┏━━

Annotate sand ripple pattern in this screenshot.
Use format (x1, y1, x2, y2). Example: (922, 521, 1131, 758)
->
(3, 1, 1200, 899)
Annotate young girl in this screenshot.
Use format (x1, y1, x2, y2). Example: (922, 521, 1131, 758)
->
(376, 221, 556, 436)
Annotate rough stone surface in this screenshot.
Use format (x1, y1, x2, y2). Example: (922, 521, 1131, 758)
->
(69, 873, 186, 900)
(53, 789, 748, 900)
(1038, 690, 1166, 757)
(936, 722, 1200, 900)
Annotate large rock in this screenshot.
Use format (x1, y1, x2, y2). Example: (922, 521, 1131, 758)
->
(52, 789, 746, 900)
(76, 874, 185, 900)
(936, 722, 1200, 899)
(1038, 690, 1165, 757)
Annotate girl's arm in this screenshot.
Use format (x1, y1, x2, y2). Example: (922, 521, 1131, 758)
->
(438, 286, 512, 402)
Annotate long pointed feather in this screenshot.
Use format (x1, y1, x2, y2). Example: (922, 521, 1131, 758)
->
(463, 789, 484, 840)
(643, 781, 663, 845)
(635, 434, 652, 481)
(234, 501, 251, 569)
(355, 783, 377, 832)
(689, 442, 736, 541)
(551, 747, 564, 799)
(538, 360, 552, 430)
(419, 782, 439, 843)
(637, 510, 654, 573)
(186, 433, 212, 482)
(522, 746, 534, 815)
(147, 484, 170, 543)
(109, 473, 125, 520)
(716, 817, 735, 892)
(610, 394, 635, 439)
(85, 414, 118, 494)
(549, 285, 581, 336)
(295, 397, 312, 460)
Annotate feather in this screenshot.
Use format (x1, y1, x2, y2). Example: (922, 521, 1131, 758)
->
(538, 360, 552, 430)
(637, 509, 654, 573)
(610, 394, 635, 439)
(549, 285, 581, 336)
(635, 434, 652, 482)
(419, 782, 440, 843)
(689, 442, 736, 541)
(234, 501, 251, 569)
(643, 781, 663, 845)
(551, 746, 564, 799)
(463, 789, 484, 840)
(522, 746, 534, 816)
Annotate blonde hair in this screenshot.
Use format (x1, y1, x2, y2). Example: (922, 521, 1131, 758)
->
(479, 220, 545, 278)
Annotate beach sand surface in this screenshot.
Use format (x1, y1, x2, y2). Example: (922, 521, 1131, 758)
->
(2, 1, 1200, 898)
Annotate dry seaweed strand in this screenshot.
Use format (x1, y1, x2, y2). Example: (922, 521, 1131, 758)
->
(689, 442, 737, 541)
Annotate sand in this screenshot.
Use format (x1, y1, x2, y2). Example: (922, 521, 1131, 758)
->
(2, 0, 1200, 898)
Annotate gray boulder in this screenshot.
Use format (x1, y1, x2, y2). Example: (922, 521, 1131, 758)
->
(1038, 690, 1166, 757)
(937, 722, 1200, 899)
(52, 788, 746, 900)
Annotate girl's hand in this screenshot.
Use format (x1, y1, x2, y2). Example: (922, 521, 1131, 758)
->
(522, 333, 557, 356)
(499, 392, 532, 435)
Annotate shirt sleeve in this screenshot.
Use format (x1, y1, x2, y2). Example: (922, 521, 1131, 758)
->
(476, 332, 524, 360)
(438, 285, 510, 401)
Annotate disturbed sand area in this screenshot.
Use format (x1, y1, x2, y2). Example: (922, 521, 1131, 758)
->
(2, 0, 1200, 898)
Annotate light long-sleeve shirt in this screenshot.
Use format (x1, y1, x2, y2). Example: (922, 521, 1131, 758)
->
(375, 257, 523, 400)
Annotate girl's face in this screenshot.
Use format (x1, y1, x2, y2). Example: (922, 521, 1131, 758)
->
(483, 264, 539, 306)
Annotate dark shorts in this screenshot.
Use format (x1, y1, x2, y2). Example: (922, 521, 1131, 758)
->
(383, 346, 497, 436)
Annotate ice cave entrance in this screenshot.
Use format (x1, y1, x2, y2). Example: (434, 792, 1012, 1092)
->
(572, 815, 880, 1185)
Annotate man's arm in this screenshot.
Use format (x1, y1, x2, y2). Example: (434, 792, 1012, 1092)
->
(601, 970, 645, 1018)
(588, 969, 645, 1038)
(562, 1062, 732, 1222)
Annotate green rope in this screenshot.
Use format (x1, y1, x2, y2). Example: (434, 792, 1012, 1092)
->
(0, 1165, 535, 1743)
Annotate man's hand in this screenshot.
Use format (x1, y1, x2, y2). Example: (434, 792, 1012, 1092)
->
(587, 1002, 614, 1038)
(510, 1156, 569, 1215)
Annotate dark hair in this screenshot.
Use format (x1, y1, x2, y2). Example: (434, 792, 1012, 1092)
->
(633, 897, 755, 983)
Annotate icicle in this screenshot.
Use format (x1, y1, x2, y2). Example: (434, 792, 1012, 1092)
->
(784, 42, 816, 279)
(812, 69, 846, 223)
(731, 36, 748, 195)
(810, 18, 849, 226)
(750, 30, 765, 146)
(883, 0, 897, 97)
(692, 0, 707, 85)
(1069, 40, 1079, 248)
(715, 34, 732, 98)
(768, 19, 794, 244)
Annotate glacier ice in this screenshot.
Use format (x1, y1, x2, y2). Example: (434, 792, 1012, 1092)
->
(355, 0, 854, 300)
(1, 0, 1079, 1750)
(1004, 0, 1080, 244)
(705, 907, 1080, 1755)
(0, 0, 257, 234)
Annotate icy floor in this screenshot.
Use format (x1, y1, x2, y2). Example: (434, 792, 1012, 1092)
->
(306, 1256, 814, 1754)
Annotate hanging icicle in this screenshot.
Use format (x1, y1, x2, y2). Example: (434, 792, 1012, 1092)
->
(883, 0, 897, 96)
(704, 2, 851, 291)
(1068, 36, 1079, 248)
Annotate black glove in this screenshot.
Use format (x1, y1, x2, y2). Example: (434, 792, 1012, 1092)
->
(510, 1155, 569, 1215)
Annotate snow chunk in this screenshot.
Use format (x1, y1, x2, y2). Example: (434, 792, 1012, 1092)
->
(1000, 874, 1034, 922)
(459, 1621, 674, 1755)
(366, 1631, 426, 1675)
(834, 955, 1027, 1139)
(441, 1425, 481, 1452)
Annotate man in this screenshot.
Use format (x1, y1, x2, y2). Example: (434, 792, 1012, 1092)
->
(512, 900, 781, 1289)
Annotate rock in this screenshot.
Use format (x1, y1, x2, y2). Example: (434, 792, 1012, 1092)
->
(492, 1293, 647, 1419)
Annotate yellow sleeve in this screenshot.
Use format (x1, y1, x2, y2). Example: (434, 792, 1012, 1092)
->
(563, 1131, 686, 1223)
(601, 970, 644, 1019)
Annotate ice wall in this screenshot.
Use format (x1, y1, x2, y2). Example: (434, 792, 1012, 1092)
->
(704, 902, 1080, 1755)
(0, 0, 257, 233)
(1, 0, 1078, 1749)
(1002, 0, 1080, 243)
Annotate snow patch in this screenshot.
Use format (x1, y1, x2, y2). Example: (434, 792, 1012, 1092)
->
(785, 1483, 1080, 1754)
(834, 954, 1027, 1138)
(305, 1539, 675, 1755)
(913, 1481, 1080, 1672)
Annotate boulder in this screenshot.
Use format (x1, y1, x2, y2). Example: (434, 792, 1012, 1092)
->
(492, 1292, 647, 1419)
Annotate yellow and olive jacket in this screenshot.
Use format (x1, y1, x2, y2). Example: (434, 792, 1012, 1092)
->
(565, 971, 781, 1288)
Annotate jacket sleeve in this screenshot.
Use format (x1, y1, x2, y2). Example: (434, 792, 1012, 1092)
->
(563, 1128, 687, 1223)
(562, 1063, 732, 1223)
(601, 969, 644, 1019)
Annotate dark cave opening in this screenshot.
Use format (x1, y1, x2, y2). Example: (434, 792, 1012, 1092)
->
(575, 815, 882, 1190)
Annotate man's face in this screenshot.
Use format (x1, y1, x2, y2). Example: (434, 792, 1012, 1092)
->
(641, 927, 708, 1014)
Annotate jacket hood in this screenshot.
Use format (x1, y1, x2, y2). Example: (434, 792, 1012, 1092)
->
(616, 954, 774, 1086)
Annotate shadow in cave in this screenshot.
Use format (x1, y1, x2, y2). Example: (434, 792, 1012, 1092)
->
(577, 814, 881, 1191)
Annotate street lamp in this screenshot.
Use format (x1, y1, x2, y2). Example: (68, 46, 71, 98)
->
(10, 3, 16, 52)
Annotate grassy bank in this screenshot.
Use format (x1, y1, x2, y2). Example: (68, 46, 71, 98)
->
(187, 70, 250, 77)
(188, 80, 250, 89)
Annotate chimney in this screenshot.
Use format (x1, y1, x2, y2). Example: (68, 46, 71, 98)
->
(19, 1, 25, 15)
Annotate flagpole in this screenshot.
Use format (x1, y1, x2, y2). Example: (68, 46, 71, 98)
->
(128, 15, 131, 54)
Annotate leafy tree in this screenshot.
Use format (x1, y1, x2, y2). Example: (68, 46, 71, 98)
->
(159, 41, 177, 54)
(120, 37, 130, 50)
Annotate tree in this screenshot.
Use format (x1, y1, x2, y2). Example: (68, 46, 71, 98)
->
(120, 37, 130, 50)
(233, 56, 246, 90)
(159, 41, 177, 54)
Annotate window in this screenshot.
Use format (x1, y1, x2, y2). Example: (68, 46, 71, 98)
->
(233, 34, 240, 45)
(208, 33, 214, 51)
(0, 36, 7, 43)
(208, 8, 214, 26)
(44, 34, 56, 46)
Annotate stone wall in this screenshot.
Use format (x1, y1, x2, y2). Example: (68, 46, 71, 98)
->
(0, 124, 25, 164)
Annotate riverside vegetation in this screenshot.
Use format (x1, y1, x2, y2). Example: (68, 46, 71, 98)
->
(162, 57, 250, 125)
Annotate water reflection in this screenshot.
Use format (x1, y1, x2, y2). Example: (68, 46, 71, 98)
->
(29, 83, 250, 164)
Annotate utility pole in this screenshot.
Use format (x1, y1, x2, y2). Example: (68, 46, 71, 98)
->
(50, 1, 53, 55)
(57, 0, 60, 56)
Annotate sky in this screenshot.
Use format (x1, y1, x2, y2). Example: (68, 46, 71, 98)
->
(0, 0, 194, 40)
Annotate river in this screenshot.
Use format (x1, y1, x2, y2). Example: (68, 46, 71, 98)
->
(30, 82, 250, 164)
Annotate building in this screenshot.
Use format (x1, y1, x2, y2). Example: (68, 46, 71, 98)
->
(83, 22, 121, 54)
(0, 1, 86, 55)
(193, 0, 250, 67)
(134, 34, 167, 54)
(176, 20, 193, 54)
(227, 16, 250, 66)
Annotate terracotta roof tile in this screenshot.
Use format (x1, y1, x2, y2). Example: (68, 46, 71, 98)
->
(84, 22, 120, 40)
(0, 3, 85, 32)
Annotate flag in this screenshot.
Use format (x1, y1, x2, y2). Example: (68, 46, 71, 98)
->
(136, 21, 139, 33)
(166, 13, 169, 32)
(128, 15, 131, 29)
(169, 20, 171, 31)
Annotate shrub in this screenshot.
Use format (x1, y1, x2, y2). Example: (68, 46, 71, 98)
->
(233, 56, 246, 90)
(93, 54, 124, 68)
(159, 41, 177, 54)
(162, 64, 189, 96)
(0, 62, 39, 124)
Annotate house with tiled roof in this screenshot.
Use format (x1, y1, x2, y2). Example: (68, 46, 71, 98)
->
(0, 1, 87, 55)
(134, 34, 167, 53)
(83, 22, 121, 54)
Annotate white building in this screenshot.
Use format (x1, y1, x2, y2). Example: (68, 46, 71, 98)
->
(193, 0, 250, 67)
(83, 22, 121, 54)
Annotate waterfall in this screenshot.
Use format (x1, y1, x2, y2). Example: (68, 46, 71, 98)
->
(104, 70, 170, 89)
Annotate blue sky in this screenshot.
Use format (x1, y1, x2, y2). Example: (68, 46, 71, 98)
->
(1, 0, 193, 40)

┗━━

Using the records above, set down exactly the lines from the one with "Annotate icicle in this screenshot." through the one with "Annotate yellow and", inclusive, and nothing more.

Annotate icicle in this screenshot.
Use format (x1, y1, x2, y2). Example: (434, 792, 1012, 1092)
->
(784, 42, 816, 279)
(812, 69, 846, 223)
(731, 36, 748, 195)
(810, 18, 849, 226)
(750, 30, 765, 146)
(883, 0, 897, 97)
(692, 0, 707, 85)
(1069, 40, 1079, 248)
(715, 34, 732, 98)
(768, 19, 794, 244)
Annotate glacier ice in this screenshot.
Use format (x1, y1, x2, y2). Example: (434, 792, 1012, 1092)
->
(355, 0, 854, 300)
(1, 0, 1079, 1750)
(1004, 0, 1080, 244)
(705, 907, 1080, 1755)
(0, 0, 257, 234)
Annotate icy floor in this screenshot.
Use format (x1, y1, x2, y2). Example: (434, 792, 1012, 1092)
->
(306, 1256, 814, 1754)
Annotate hanging icicle in this screenshot.
Use format (x1, y1, x2, y2). Example: (434, 792, 1012, 1092)
->
(883, 0, 897, 96)
(704, 2, 851, 291)
(1068, 36, 1079, 248)
Annotate black glove in this screenshot.
Use format (x1, y1, x2, y2). Example: (434, 792, 1012, 1092)
->
(510, 1155, 569, 1215)
Annotate snow chunk in this screenshot.
Use format (x1, y1, x2, y2). Example: (434, 792, 1012, 1092)
->
(1000, 874, 1034, 922)
(459, 1621, 674, 1755)
(366, 1631, 426, 1675)
(834, 955, 1027, 1139)
(441, 1425, 481, 1452)
Annotate man in this screenshot.
Use format (x1, y1, x2, y2). Example: (434, 792, 1012, 1092)
->
(512, 900, 781, 1289)
Annotate rock in this screenshot.
Use format (x1, y1, x2, y2). Example: (434, 792, 1012, 1092)
->
(492, 1293, 647, 1419)
Annotate yellow sleeve in this screenshot.
Use format (x1, y1, x2, y2). Example: (434, 792, 1012, 1092)
->
(563, 1131, 686, 1223)
(601, 970, 644, 1019)
Annotate ice wall in this screenshot.
Use format (x1, y1, x2, y2). Example: (434, 792, 1012, 1092)
->
(704, 902, 1080, 1755)
(0, 0, 257, 233)
(1, 0, 1078, 1749)
(1002, 0, 1080, 243)
Annotate snow patch in this screenshot.
Use format (x1, y1, x2, y2). Example: (434, 792, 1012, 1092)
->
(785, 1483, 1080, 1754)
(834, 954, 1027, 1138)
(305, 1539, 675, 1755)
(913, 1481, 1080, 1672)
Annotate boulder in this screenshot.
Use format (x1, y1, x2, y2). Example: (434, 792, 1012, 1092)
->
(492, 1292, 647, 1419)
Annotate yellow and olive jacket in this screenshot.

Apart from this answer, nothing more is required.